Find and copy every line in the records that includes the string "plant".

*** Opening RECORDS FOR THE EXERCISE ***

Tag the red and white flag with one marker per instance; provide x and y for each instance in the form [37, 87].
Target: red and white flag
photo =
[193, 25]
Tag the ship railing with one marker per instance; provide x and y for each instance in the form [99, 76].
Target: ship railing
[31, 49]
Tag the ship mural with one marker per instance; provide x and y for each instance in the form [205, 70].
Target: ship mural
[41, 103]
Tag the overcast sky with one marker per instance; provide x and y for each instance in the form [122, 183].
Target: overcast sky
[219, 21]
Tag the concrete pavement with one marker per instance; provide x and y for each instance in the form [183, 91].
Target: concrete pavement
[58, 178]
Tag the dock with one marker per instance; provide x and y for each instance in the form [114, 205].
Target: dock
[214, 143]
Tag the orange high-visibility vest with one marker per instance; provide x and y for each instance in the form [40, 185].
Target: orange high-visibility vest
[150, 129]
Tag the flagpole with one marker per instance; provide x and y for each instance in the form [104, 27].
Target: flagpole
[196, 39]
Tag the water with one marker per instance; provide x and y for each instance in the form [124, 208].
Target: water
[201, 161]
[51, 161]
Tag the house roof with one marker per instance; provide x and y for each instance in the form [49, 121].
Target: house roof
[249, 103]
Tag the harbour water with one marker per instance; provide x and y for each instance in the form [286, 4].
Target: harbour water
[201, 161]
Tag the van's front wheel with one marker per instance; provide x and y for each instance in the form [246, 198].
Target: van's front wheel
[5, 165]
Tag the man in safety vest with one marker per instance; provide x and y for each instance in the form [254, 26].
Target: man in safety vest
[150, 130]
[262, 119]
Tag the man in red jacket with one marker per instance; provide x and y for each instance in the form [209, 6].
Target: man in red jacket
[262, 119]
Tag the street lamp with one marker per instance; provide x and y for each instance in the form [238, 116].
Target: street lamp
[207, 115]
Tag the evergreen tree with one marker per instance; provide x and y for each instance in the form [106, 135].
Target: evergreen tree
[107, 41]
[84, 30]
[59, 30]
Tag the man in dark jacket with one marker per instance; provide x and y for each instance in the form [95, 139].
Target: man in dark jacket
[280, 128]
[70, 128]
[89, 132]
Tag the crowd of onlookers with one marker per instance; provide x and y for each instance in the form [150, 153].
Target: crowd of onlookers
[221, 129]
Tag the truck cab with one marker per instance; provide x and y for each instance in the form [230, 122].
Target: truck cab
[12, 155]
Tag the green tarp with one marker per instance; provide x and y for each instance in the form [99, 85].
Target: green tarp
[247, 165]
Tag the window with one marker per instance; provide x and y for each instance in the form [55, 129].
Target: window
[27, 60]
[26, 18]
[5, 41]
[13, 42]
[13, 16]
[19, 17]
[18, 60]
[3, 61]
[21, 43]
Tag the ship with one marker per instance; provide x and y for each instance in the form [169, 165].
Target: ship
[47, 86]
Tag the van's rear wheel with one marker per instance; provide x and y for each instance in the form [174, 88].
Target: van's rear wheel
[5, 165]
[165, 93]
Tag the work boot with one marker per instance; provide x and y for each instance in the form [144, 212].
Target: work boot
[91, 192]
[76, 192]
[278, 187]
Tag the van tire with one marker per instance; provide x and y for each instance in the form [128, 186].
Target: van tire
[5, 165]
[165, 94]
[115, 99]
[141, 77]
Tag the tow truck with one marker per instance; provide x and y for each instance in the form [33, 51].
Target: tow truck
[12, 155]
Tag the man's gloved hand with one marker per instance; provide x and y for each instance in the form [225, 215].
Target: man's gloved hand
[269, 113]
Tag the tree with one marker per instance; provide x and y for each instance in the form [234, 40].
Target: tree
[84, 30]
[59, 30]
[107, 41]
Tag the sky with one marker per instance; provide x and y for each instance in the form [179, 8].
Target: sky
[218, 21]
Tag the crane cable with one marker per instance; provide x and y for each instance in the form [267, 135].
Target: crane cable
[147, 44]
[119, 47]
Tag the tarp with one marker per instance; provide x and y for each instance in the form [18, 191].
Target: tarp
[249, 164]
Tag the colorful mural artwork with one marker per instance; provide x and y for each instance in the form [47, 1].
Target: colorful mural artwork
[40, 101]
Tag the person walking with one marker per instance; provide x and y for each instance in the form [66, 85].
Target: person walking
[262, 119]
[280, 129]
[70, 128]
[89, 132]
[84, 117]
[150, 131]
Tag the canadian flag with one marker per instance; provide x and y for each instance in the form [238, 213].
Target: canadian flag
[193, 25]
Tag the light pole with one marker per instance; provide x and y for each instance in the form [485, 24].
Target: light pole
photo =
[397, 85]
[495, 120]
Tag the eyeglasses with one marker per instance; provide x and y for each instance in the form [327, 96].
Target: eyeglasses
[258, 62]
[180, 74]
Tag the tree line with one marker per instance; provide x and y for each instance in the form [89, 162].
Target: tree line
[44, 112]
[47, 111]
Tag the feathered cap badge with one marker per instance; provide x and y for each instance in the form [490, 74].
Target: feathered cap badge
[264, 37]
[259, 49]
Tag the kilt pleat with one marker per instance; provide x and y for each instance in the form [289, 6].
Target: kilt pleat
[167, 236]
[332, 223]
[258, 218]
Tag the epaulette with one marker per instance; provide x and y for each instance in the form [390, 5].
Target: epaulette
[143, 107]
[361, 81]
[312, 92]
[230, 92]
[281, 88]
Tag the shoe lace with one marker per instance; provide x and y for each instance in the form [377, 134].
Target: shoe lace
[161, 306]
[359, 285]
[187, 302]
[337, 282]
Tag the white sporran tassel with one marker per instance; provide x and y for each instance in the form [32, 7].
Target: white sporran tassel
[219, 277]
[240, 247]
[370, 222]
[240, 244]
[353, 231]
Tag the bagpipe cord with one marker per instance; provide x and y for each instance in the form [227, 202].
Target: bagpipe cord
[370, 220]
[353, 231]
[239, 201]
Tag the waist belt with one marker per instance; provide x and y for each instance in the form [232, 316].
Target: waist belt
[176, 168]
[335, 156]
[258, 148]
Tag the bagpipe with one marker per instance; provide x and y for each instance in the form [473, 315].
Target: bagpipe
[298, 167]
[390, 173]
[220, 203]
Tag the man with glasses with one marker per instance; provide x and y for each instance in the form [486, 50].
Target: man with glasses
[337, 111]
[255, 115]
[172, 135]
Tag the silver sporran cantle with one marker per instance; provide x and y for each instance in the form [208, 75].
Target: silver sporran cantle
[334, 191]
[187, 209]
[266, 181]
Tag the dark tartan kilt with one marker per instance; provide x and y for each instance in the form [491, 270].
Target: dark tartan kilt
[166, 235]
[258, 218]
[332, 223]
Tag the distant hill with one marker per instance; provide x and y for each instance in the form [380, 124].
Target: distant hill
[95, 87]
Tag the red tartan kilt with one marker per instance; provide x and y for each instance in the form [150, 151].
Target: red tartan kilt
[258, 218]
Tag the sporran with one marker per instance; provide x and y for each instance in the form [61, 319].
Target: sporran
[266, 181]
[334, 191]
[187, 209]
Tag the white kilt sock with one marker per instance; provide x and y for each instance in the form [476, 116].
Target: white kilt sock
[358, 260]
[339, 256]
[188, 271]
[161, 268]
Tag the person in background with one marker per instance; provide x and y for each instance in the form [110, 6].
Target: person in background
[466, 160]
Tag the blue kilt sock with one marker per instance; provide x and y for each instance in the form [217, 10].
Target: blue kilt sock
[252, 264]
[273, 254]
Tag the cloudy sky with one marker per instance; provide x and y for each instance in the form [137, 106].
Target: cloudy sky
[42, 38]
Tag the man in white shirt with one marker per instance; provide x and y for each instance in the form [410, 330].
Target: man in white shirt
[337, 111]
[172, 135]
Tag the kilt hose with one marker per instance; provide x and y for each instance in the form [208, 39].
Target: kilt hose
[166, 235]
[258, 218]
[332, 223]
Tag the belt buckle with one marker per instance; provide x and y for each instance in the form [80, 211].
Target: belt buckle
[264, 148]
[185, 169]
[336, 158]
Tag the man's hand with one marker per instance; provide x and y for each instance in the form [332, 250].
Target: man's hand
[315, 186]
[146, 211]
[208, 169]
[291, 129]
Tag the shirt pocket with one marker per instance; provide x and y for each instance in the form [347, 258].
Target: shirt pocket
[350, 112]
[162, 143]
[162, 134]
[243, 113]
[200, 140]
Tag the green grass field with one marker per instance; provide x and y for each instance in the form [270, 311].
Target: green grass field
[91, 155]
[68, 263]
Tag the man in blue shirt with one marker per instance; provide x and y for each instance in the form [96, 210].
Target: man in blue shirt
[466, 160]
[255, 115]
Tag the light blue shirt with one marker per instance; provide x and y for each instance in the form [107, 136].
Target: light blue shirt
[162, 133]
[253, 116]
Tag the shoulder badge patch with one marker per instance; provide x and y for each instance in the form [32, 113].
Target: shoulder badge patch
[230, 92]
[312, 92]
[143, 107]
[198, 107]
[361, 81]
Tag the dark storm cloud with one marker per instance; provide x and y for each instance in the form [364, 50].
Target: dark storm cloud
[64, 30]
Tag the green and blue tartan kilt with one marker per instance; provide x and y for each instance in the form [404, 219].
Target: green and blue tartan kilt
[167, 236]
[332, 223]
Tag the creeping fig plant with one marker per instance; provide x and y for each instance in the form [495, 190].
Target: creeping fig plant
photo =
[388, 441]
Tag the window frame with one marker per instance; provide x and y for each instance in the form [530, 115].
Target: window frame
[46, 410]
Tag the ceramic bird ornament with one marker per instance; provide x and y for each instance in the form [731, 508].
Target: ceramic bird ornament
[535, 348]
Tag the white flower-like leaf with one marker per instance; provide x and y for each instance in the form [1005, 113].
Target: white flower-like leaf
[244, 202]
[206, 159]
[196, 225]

*** Closing RECORDS FOR THE EXERCISE ***

EXERCISE RESULT –
Tag the creeping fig plant with one marker per instance; provide x and y for each instance in the form [495, 190].
Target: creeping fig plant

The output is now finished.